* [TRECHO PARA LEITURA]
Prédica: Mateus 20.1-16
Leituras: Gênesis 15.1-6 e Romanos 3.9-28
Autor: Ricardo Willy Rieth
Data Litúrgica: Dia da Reforma da Igreja
Data da Pregação: 31/10/2004
Proclamar Libertação - Volume: XXIX
Tema:
1. Texto/Contexto
Significativo é o fato de Mateus concluir a parábola dos trabalhadores na vinha com as palavras sobre os primeiros e os últimos. Com isto estabelece uma relação com a pergunta de Pedro acerca da recompensa a ser recebida pelos discípulos por causa da renúncia empreendida em favor do seguimento a Jesus. Na parábola, o pagamento começa pelos últimos (v. 8). O sentido disso é que, na compreensão de Mateus, tal parábola representa uma advertência dirigida aos discípulos. Estes não deveriam querer colocar-se acima de outros pelo direito à recompensa ou por sentimento de superioridade.
A parábola também tem outra conexão com as passagens anteriores do evangelho. Jesus responde a pergunta do jovem rico dizendo: “O bem é um só” (19.17). Na parábola é falado acerca do bem (v. 15). É provável que Jesus narre essa parábola levando em conta o tipo de gente que se encontra entre seus primeiros ouvintes – fariseus, escribas, intérpretes da lei –, que se escandalizavam com seu comportamento. Intenção semelhante à que tinha ao contar a parábola dos dois filhos (Lc 15.1-3 e 11-32). Em ambos os casos, o comportamento de Jesus é defendido contra acusações oriundas desses círculos.
v. 1 – As palavras de abertura comparam o Reino dos céus a um proprietário que, ao amanhecer, sai a contratar trabalhadores para a sua vinha. A vinha é uma imagem para Israel, sendo aqui relacionada ao proprietário e vista, portanto, como âmbito do senhorio de Deus.
v. 2 – O acordo salarial repousa sobre uma tratativa verbal que acabou fixando um pagamento usualmente dado a um diarista: um denário.
v. 3 – Na hora terceira, isto é, de manhã, entre 8 e 9 horas, o proprietário procura mais trabalhadores e encontra alguns no mercado. Estão lá debalde, pois não encontraram serviço.
v. 4 –Também eles são enviados à vinha com a promessa de que receberão o que lhes cabe.
v. 5 – Nas horas sexta e nona, respectivamente, ao meio-dia e no princípio da tarde, repete-se a ação do proprietário.

* [DADOS FORNECIDOS]
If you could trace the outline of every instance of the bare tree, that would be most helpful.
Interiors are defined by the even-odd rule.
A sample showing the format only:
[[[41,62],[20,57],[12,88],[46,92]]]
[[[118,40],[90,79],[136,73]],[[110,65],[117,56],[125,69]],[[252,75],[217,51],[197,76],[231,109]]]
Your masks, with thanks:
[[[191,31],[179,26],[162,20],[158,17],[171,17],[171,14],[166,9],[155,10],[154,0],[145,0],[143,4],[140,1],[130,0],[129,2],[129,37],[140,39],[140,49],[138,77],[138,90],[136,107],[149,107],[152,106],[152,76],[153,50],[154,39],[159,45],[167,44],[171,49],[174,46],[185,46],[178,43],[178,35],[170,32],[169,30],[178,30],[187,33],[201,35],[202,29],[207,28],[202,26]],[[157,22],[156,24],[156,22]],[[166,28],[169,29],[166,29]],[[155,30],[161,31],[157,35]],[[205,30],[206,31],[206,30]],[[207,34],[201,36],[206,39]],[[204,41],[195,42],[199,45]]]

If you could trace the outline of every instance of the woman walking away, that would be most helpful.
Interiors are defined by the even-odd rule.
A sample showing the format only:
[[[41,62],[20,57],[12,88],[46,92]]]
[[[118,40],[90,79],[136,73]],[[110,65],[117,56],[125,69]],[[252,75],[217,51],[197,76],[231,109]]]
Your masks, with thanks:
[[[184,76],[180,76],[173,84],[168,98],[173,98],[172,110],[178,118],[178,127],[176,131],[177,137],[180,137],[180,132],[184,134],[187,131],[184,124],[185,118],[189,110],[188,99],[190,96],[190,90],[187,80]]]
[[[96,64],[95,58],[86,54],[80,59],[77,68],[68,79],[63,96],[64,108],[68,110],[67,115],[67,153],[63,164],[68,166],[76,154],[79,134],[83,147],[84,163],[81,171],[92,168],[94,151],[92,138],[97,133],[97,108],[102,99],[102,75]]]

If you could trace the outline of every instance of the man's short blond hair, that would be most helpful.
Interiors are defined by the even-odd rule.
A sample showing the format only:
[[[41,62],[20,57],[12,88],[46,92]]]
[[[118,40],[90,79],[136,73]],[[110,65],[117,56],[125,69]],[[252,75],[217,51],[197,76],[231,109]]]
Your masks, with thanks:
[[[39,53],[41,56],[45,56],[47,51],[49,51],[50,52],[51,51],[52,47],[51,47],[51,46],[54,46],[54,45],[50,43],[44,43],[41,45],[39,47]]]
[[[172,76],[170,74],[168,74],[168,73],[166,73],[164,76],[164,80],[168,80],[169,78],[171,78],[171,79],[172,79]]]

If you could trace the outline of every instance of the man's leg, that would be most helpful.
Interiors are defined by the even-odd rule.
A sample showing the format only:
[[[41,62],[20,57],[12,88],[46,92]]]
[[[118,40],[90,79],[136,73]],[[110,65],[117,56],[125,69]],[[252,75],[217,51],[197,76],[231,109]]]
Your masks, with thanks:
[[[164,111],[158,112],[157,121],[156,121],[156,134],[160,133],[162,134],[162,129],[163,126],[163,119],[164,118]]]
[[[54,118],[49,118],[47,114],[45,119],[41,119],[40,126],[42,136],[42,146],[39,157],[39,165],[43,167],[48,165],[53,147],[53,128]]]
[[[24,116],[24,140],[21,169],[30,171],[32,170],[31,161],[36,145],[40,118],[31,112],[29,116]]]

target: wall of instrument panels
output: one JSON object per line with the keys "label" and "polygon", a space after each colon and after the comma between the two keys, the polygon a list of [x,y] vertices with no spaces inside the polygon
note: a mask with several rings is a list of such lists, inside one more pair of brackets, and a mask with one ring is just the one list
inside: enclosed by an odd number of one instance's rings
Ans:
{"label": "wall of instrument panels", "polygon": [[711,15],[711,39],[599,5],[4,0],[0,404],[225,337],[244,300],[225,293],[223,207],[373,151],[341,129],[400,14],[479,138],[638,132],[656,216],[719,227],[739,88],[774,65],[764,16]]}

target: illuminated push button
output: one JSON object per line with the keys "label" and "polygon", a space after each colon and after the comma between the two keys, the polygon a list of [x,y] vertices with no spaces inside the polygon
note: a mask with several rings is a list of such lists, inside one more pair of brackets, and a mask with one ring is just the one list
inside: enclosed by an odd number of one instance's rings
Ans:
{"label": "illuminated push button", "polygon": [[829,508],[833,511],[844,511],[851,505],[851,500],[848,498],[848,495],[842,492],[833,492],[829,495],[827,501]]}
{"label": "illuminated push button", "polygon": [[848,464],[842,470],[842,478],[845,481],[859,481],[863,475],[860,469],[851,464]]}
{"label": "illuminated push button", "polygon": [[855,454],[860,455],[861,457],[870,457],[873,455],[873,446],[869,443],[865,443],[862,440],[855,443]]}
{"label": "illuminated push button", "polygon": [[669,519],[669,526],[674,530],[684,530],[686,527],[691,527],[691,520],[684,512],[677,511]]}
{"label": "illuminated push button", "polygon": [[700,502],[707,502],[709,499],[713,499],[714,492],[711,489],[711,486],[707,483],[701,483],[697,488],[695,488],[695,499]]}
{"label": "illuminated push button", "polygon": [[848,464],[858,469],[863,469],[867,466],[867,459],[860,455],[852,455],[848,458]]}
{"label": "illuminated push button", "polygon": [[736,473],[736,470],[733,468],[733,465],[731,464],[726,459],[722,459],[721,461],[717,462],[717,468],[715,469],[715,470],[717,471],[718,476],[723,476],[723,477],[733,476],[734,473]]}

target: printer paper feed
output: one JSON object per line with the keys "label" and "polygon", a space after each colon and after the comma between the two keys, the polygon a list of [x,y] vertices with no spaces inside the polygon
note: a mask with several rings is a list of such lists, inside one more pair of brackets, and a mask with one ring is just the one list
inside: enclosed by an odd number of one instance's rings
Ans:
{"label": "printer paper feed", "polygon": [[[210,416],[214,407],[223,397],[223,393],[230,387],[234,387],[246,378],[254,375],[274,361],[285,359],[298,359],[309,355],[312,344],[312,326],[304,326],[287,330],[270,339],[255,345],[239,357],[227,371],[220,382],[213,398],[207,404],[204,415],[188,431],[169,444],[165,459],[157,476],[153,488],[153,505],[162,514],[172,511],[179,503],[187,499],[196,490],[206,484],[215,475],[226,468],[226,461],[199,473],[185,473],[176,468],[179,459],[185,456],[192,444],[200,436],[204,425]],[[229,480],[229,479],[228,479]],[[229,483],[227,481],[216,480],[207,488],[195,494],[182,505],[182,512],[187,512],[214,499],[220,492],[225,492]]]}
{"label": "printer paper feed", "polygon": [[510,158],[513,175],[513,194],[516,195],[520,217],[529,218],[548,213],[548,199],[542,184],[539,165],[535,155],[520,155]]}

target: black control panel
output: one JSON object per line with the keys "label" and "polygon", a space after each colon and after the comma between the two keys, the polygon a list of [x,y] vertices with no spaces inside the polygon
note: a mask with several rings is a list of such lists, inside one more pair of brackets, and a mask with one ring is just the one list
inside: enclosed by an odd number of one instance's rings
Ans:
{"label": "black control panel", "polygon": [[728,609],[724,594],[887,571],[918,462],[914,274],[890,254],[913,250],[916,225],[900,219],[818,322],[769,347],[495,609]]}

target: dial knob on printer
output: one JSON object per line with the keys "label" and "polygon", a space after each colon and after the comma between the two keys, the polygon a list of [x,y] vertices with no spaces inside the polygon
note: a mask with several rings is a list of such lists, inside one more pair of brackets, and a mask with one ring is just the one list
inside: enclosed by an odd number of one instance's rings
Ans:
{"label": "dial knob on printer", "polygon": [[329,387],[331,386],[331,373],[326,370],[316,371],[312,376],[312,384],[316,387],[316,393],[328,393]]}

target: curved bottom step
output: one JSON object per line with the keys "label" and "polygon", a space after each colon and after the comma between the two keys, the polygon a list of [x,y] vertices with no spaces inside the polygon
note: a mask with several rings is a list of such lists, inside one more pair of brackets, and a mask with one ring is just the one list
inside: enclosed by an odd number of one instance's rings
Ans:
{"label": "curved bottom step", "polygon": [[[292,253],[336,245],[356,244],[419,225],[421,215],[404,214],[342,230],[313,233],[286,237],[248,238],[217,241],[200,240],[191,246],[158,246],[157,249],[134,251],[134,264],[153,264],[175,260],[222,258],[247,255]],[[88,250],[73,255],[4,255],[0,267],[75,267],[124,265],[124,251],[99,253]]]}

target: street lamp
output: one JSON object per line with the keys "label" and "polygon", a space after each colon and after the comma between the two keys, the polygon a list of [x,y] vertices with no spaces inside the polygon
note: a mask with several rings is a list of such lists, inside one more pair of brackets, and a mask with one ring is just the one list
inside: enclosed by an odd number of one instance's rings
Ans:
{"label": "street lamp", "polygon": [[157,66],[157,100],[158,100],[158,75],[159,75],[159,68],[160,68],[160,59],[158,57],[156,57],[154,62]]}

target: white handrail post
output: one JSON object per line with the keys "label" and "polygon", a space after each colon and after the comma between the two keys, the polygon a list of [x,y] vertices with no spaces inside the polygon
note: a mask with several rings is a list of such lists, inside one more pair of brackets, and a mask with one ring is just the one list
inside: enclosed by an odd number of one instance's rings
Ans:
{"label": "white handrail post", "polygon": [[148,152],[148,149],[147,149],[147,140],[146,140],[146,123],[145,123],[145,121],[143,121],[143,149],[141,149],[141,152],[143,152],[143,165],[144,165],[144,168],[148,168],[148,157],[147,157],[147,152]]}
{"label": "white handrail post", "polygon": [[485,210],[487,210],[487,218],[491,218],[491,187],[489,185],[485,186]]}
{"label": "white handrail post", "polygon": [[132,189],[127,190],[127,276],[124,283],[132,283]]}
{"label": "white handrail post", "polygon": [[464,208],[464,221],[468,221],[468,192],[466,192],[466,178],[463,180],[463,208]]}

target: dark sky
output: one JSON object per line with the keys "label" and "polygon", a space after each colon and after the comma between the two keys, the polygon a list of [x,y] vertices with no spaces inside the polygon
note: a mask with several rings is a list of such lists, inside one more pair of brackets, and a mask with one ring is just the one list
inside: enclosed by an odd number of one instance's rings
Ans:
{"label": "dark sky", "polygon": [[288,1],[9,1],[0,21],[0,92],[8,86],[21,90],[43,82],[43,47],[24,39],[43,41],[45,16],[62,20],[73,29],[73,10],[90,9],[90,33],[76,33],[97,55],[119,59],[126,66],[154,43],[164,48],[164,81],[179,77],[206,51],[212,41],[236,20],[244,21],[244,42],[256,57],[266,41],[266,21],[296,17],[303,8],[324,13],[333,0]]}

* [TAREFAS PROPOSTAS]
• A. Segundo o comentário sobre a parábola dos trabalhadores na vinha, que grupos de gente estavam entre os primeiros ouvintes de Jesus? Liste todos.
• B. Escreva a continuação do comentário sobre a parábola dos trabalhadores na vinha a partir do ponto em que ele termina.

* [RESPOSTAS ESPERADAS]
• A. Fariseus, escribas e intérpretes da lei.

• B.
v. 6 – Novamente, o proprietário vai ao mercado, desta vez a uma hora do encerramento da jornada, na décima primeira hora. Novamente encontra desocupados. Como a lida na vinha o exige, busca mais força de trabalho. Do contrário, as tarefas não serão concluídas. Pergunta aos desocupados pelo motivo de sua condição momentânea.
v. 7 – Estes respondem que ninguém os contratou. Nisso transparece, por meio dessa parábola, o alto índice de desemprego existente na Palestina na época de Jesus. O historiador Flávio Josefo relatou acerca de frentes de trabalho instituídas em Jerusalém após a conclusão do templo, as quais tinham por objetivo ocupar o grande número de desempregados. Também o proprietário os encontra e envia para sua vinha.
v. 8 – O administrador é encarregado de pagar os empregados, recebendo a ordem expressa de iniciar remunerando os últimos.
v. 9 – O pagamento inicia com a grande surpresa de que aqueles que vieram por último, trabalhando apenas uma hora, não recebem somente uma parcela de denário, mas um denário completo, equivalente a toda uma jornada de trabalho. O senhor da vinha indica com isso que quer ajudar os desempregados, que precisam sobreviver juntamente com suas famílias. A pergunta pela própria culpa ou não em relação a seu destino não chega a ser colocada. Trata-se de uma manifestação do bem.
v. 10 – Tal atitude desperta nos demais a expectativa de que receberão mais por seu trabalho. Em seu caso, porém, a grande surpresa vem para causar uma frustração, pois recebem exatamente o valor acordado.
v. 11 – A frustração leva a resmungar contra o proprietário, que, de acordo com seu ponto de vista, teria agido de forma injusta.
v. 12 – Sua argumentação deixa isso explícito: eles assumiram a carga de uma longa jornada de trabalho, cumpriram sua tarefa fustigados pelo calor do vento sul e são equiparados a quem trabalhou apenas uma hora no frescor do entardecer. O proprietário, por sua vez, está próximo do local em que se dá o pagamento e escuta a reclamação.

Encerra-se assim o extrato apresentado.